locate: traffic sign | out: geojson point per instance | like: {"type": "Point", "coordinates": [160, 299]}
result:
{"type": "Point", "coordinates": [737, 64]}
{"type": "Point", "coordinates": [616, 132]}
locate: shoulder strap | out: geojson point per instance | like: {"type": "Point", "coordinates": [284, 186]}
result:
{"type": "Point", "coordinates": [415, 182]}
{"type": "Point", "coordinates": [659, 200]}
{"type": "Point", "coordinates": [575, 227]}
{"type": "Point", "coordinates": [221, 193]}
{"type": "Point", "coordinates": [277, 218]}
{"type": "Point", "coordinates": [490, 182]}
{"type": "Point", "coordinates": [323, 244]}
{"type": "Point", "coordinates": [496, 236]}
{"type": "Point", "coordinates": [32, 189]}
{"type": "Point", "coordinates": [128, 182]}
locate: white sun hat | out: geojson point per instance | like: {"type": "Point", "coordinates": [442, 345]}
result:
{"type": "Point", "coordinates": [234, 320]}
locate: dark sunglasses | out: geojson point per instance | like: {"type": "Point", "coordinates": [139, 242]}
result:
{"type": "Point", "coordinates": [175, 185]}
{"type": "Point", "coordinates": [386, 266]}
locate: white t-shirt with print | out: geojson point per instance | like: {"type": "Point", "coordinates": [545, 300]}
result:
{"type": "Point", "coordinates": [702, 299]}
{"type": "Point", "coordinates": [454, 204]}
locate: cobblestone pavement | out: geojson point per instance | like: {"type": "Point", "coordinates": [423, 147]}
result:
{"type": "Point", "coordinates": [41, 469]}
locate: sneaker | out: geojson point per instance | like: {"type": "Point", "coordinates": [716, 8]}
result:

...

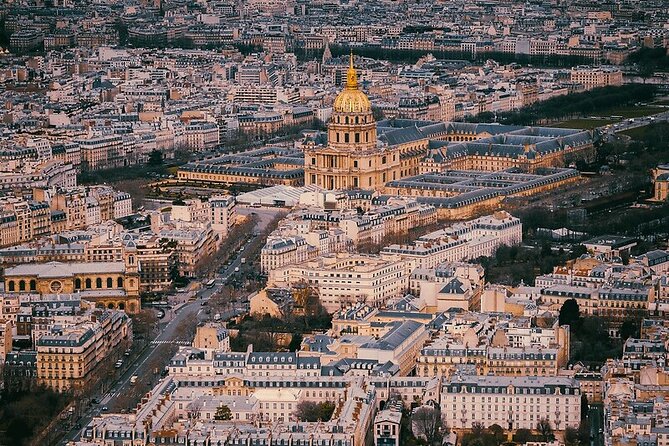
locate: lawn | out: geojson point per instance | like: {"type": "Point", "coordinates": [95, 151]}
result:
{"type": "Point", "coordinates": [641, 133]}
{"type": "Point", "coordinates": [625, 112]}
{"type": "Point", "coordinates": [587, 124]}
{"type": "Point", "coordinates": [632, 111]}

▶ **Exercise directions**
Collect every line in the rows above that contains the word "white", treating uppercase and lowercase letters as distinct.

▶ **Answer in full**
locate: white sun hat | out: geojson point per instance | like: {"type": "Point", "coordinates": [442, 345]}
locate: white t-shirt with print | out: geojson point per instance | like: {"type": "Point", "coordinates": [545, 300]}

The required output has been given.